[Records from a data source]
++++
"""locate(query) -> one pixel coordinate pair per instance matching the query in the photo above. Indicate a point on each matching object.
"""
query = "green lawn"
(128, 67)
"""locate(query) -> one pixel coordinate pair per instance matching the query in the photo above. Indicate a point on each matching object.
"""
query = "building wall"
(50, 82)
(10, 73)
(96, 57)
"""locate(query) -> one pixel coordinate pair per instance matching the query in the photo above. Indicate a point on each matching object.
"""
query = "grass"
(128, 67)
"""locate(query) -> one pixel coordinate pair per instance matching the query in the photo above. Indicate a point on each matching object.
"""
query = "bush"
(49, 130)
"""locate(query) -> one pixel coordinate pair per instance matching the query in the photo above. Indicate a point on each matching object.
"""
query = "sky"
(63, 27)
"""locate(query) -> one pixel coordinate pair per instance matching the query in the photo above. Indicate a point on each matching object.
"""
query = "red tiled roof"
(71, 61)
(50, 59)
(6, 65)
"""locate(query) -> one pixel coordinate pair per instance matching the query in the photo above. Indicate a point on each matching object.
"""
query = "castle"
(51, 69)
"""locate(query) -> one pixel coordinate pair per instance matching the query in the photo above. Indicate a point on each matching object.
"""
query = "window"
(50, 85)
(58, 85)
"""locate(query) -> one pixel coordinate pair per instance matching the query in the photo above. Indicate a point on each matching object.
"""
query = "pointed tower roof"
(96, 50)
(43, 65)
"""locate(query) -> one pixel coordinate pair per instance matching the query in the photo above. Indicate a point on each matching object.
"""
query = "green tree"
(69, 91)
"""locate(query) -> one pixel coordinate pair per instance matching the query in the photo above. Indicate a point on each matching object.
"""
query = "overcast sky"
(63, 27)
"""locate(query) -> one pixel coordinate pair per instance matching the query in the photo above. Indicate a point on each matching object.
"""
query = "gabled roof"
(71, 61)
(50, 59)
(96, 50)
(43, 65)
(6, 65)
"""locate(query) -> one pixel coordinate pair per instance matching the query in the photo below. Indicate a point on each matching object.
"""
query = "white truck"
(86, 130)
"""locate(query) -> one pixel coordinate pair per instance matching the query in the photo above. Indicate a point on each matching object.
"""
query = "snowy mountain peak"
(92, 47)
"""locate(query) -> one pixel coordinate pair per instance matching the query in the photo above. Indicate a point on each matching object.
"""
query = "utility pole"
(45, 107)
++++
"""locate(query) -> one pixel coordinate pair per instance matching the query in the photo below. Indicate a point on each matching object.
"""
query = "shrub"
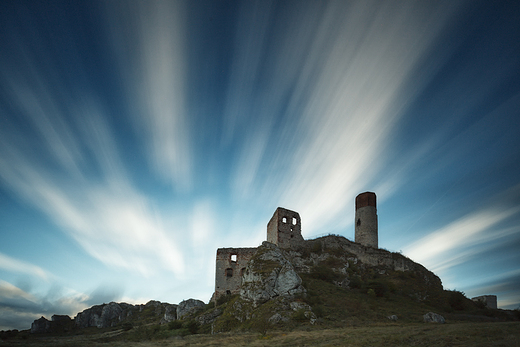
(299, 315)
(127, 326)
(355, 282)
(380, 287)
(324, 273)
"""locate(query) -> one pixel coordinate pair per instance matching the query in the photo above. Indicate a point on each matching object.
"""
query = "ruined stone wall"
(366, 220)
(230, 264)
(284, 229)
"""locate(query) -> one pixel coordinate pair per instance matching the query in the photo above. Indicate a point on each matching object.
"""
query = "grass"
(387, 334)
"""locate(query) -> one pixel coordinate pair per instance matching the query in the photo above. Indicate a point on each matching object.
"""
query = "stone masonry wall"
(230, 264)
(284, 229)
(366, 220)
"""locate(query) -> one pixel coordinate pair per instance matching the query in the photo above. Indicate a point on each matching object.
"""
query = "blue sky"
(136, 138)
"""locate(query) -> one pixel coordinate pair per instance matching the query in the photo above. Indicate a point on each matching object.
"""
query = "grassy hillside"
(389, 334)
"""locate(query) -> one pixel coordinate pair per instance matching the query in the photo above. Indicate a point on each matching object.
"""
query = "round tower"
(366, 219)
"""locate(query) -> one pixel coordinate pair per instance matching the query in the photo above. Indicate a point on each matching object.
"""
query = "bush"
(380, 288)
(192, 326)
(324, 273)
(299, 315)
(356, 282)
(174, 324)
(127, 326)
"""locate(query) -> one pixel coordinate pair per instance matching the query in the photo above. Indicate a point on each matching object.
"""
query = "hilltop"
++++
How many lines in the records above contain the string "wall"? Reply with only the number.

3